* [Input data]
▬▬▬▬▬▬▬▬▬▬

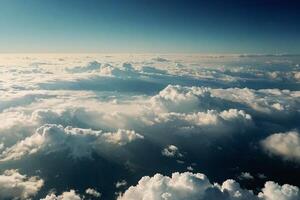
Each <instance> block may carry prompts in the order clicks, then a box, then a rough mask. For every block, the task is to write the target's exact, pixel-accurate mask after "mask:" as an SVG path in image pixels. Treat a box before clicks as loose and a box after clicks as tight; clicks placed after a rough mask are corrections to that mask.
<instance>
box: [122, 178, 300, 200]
mask: <svg viewBox="0 0 300 200" xmlns="http://www.w3.org/2000/svg"><path fill="white" fill-rule="evenodd" d="M299 198H300V192H299V188H298V187H296V186H292V185H288V184H285V185H283V186H280V185H278V184H277V183H274V182H271V181H269V182H266V184H265V187H264V188H263V189H262V192H260V193H259V195H258V196H257V195H255V194H254V193H253V192H252V191H251V190H246V189H242V188H241V187H240V185H239V183H237V182H236V181H234V180H232V179H229V180H226V181H224V182H223V183H222V185H219V184H216V183H215V184H211V183H210V181H209V180H208V178H207V177H206V176H205V175H204V174H200V173H196V174H193V173H191V172H184V173H178V172H176V173H173V174H172V176H171V177H168V176H163V175H161V174H156V175H154V176H153V177H149V176H145V177H143V178H142V179H141V180H140V181H139V182H138V184H137V185H136V186H131V187H129V188H128V189H127V190H126V191H125V192H124V193H123V194H121V195H120V196H119V197H118V200H142V199H147V200H161V199H164V200H165V199H172V200H184V199H189V200H206V199H209V200H220V199H227V200H279V199H280V200H296V199H299Z"/></svg>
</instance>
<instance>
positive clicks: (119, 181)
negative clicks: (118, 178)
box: [116, 180, 127, 188]
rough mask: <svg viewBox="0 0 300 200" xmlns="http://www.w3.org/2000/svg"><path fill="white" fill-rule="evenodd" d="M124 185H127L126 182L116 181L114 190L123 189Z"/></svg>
mask: <svg viewBox="0 0 300 200" xmlns="http://www.w3.org/2000/svg"><path fill="white" fill-rule="evenodd" d="M126 185H127V181H126V180H121V181H118V182H117V183H116V188H120V187H124V186H126Z"/></svg>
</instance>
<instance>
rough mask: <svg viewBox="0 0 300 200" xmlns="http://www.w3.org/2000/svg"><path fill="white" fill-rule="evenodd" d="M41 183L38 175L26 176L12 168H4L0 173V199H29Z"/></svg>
mask: <svg viewBox="0 0 300 200" xmlns="http://www.w3.org/2000/svg"><path fill="white" fill-rule="evenodd" d="M43 184H44V181H43V180H42V179H40V178H39V177H36V176H32V177H27V176H26V175H23V174H20V173H19V172H18V171H17V170H14V169H11V170H6V171H4V173H3V174H1V175H0V199H24V200H25V199H30V198H31V197H33V196H34V195H36V193H37V192H38V191H39V190H40V189H41V187H42V186H43Z"/></svg>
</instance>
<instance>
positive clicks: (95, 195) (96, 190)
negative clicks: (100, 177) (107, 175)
mask: <svg viewBox="0 0 300 200" xmlns="http://www.w3.org/2000/svg"><path fill="white" fill-rule="evenodd" d="M85 193H86V194H88V195H91V196H93V197H95V198H100V197H101V193H100V192H98V191H97V190H95V189H93V188H88V189H86V190H85Z"/></svg>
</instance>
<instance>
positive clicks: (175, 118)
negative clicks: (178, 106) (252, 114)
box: [155, 109, 253, 134]
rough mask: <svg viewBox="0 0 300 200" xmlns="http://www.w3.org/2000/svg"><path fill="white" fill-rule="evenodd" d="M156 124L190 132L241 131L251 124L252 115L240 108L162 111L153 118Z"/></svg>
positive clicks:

▬▬▬▬▬▬▬▬▬▬

* [The task] Repeat the data above exactly, but not the pictures.

* [Reply to the exercise]
Each <instance> block may carry prompts in the order clicks, then a box, then a rough mask. For every block, the task is to write the target's exact, pixel-accurate mask after "mask:" as an SVG path in image pixels. Treat a box before clicks as loose and a box after clicks as tight; clicks placed after a rough mask are corrections to that mask.
<instance>
box: [122, 178, 300, 200]
mask: <svg viewBox="0 0 300 200" xmlns="http://www.w3.org/2000/svg"><path fill="white" fill-rule="evenodd" d="M299 198H300V192H299V188H298V187H296V186H292V185H288V184H285V185H283V186H280V185H278V184H277V183H274V182H271V181H269V182H266V184H265V187H264V188H263V189H262V192H260V193H259V195H258V196H257V195H255V194H254V193H253V192H252V191H251V190H246V189H242V188H241V187H240V185H239V183H237V182H236V181H234V180H232V179H229V180H226V181H224V182H223V183H222V185H219V184H216V183H215V184H211V183H210V181H209V180H208V178H207V177H206V176H205V175H204V174H200V173H196V174H193V173H191V172H184V173H178V172H176V173H173V174H172V176H171V177H168V176H163V175H161V174H156V175H154V176H153V177H149V176H145V177H143V178H142V179H141V180H140V181H139V182H138V184H137V185H136V186H131V187H129V188H128V189H127V190H126V191H125V192H124V193H123V194H121V195H120V196H119V197H118V200H142V199H147V200H161V199H164V200H165V199H172V200H184V199H189V200H206V199H209V200H220V199H227V200H279V199H280V200H296V199H299Z"/></svg>
</instance>
<instance>
positive clicks: (119, 181)
negative clicks: (118, 178)
box: [116, 180, 127, 188]
rough mask: <svg viewBox="0 0 300 200" xmlns="http://www.w3.org/2000/svg"><path fill="white" fill-rule="evenodd" d="M124 185H127L126 182L116 181L114 190L123 189Z"/></svg>
mask: <svg viewBox="0 0 300 200" xmlns="http://www.w3.org/2000/svg"><path fill="white" fill-rule="evenodd" d="M126 185H127V181H126V180H121V181H118V182H117V183H116V188H120V187H124V186H126Z"/></svg>
</instance>
<instance>
rough mask: <svg viewBox="0 0 300 200" xmlns="http://www.w3.org/2000/svg"><path fill="white" fill-rule="evenodd" d="M41 183L38 175L26 176L12 168H4L0 173V199H29Z"/></svg>
mask: <svg viewBox="0 0 300 200" xmlns="http://www.w3.org/2000/svg"><path fill="white" fill-rule="evenodd" d="M43 184H44V181H43V180H42V179H40V178H39V177H36V176H32V177H27V176H26V175H23V174H20V173H19V172H18V171H17V170H14V169H11V170H6V171H4V173H3V174H1V175H0V199H24V200H25V199H30V198H31V197H33V196H34V195H36V193H37V192H38V191H39V190H40V189H41V187H42V186H43Z"/></svg>
</instance>
<instance>
positive clicks: (95, 195) (96, 190)
negative clicks: (100, 177) (107, 175)
mask: <svg viewBox="0 0 300 200" xmlns="http://www.w3.org/2000/svg"><path fill="white" fill-rule="evenodd" d="M85 193H86V194H88V195H91V196H93V197H95V198H100V197H101V193H100V192H98V191H97V190H95V189H93V188H88V189H86V190H85Z"/></svg>
</instance>
<instance>
positive clicks: (175, 118)
negative clicks: (178, 106) (252, 114)
box: [155, 109, 253, 134]
rough mask: <svg viewBox="0 0 300 200" xmlns="http://www.w3.org/2000/svg"><path fill="white" fill-rule="evenodd" d="M156 124L190 132L241 131L251 124L252 115L240 108L162 111L153 118Z"/></svg>
positive clicks:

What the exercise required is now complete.